Tally the lines below that contain the string "panel", treating uppercase and lowercase as distinct, and give only that number.

* [Exercise data]:
--------
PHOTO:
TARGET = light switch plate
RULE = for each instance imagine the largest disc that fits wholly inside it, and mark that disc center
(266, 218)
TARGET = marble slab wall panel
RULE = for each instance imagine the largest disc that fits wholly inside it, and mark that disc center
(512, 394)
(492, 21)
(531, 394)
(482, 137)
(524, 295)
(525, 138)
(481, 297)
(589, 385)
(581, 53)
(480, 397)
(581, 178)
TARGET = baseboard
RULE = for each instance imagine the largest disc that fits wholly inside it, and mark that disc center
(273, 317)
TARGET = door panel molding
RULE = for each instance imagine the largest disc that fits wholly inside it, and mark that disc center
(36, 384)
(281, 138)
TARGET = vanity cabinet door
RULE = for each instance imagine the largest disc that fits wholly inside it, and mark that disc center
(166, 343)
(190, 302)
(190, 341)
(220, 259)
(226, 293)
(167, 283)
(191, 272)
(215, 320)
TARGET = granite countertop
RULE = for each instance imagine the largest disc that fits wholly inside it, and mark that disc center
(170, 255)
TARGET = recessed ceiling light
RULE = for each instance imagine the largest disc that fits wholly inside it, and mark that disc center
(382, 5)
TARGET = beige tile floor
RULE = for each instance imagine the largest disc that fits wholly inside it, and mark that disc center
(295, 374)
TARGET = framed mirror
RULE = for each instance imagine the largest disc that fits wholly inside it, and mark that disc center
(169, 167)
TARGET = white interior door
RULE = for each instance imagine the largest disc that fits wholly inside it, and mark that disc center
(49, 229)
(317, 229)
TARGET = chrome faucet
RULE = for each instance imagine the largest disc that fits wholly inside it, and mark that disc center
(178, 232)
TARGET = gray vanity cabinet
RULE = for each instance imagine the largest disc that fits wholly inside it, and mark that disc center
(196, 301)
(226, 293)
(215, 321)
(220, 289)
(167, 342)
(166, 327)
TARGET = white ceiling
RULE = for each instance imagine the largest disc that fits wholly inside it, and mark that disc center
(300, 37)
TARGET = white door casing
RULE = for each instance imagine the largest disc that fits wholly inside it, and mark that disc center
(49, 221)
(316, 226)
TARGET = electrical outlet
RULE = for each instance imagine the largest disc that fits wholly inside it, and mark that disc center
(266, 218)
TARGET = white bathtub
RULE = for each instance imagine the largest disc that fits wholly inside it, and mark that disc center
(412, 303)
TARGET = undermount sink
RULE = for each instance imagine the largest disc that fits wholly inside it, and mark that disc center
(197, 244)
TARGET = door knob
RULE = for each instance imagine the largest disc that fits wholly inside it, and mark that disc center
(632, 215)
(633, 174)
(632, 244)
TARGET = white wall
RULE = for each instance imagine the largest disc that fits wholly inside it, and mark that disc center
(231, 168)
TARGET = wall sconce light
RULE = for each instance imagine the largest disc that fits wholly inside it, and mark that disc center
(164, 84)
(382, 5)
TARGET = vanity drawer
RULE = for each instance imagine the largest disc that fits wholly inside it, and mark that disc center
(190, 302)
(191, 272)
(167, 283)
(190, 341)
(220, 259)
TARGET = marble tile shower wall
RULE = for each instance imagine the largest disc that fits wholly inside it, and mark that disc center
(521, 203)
--------
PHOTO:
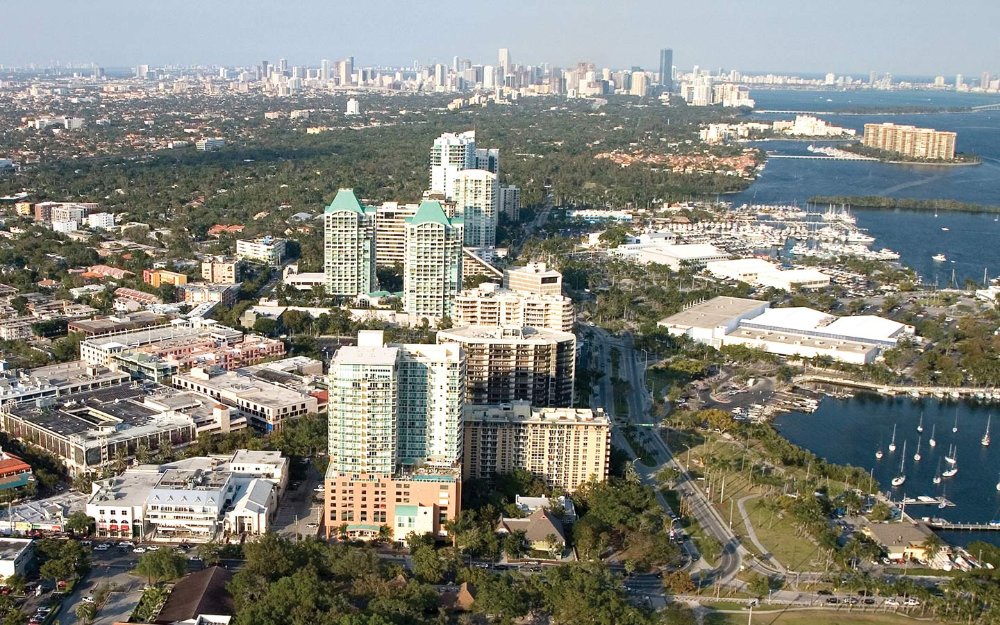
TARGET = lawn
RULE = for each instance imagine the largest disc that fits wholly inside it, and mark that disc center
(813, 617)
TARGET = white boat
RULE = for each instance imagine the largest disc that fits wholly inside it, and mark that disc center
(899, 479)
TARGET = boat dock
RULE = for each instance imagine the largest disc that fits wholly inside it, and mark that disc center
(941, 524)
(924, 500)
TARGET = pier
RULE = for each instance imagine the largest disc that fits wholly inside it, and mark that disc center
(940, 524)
--------
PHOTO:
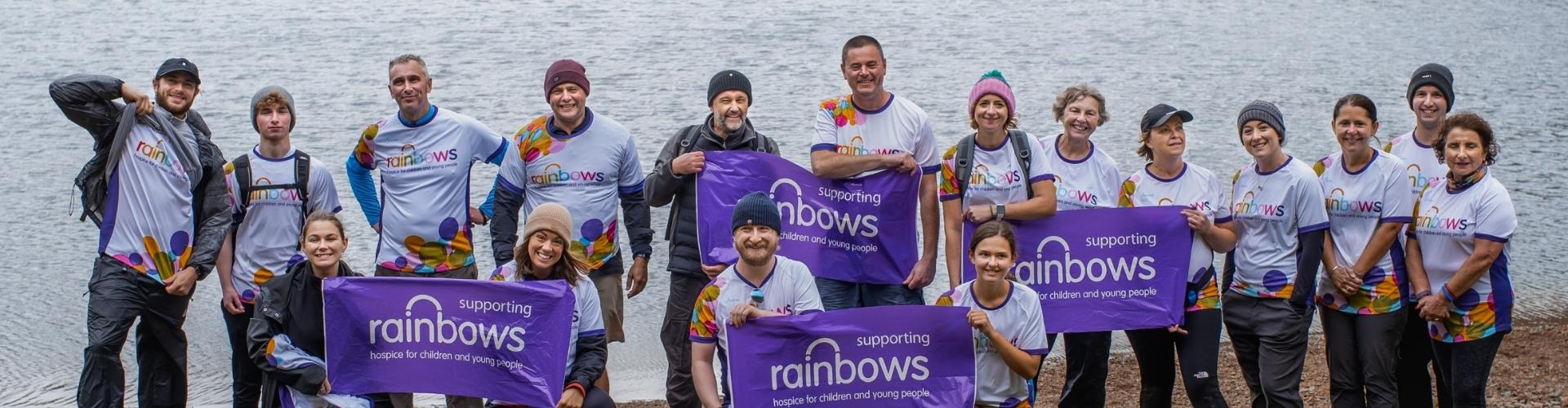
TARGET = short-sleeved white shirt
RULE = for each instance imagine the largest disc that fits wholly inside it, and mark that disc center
--------
* [Written response]: 2